■ WHAT YOU WILL DO
Repeat word for word the passage of the text on generations and business innovation between "Successful business innovation" and "this for generating innovation in the company?", inclusive.

Successful business innovation with this generation

Baby Boomer, X, Y, Z - real added value in the company through generation trends

Armies of marketing specialists have written their fingers to the bone to analyze and categorize the changing generations. This has gone so far that communications experts are already drawing up detailed psychograms for those born in the 2010s. The customer is king! But how useful is that for generating innovation in the company?

Armies of marketing specialists have written their fingers to the bone to analyze and categorize the changing generations. This has gone so far that communications experts are already drawing up detailed psychograms for those born in the 2010s. The customer is king, so it goes without saying that we want to know his needs down to the last detail. But how useful is this for generating innovation in the company?

Class or milieu – What are generations?

The idea of understanding social change through generational affiliation is not that old. In contrast to biological theories of society and other categories considered immutable at the time, such as class or stratum, the sociologist Karl Mannheim devised a new model in his 1928 essay “Problem of Generations”. He wanted to explain the motivation of those who bring about change in society. In contrast to the traditional understanding of the world, which was based on unchanging conditions in nature, he attached great value to becoming and actively shaping the environment. He pursued the idea of a constant generative renewal of societies, which acts as a rhythm of historical change. In the 20th century, this idea significantly influenced theoretical approaches within the humanities that dealt with revolutions and political and economic upheavals.

■ RECORDS SHOWN
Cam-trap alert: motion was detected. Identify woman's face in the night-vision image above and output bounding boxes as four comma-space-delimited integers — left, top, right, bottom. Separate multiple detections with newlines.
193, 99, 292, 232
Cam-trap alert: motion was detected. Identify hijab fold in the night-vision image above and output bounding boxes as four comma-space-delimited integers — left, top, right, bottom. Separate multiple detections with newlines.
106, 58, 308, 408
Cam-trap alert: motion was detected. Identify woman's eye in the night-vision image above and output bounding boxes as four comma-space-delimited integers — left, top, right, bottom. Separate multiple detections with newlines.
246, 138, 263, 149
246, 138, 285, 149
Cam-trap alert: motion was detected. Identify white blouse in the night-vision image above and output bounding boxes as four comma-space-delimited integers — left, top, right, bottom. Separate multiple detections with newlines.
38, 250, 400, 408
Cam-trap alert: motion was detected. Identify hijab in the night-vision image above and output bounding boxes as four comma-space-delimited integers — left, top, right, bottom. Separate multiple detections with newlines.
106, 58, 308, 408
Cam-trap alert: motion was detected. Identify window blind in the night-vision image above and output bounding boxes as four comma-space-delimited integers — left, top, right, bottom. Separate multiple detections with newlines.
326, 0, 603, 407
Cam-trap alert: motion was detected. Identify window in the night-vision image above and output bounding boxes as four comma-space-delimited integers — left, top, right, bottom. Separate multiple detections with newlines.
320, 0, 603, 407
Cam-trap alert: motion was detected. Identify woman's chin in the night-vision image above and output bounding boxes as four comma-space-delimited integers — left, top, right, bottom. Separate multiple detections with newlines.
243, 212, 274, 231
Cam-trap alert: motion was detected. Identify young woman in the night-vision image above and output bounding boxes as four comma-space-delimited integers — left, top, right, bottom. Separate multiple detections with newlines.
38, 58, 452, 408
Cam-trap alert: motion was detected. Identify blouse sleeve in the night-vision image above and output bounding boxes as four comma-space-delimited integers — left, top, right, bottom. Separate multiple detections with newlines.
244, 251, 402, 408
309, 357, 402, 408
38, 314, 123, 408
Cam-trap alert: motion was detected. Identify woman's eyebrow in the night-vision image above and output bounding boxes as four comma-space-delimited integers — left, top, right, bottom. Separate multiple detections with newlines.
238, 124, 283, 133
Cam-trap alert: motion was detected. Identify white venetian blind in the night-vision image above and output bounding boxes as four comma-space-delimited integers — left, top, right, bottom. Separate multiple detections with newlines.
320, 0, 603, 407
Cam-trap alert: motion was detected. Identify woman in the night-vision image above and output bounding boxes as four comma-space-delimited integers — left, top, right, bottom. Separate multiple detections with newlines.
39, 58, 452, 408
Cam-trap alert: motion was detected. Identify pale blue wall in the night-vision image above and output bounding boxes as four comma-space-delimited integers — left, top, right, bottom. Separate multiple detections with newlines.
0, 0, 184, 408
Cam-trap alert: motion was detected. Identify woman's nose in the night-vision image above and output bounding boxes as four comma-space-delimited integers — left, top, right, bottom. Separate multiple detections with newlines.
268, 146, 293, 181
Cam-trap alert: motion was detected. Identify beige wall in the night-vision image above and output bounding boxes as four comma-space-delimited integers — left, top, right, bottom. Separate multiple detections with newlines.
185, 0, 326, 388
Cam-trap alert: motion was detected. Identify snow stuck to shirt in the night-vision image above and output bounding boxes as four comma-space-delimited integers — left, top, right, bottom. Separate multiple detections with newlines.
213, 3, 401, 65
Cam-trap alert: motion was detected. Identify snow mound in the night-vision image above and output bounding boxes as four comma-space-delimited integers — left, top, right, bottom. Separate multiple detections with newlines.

■ RESPONSE TO THE EXERCISE
Successful business innovation with this generation

Baby Boomer, X, Y, Z - real added value in the company through generation trends

Armies of marketing specialists have written their fingers to the bone to analyze and categorize the changing generations. This has gone so far that communications experts are already drawing up detailed psychograms for those born in the 2010s. The customer is king! But how useful is that for generating innovation in the company?

Armies of marketing specialists have written their fingers to the bone to analyze and categorize the changing generations. This has gone so far that communications experts are already drawing up detailed psychograms for those born in the 2010s. The customer is king, so it goes without saying that we want to know his needs down to the last detail. But how useful is this for generating innovation in the company?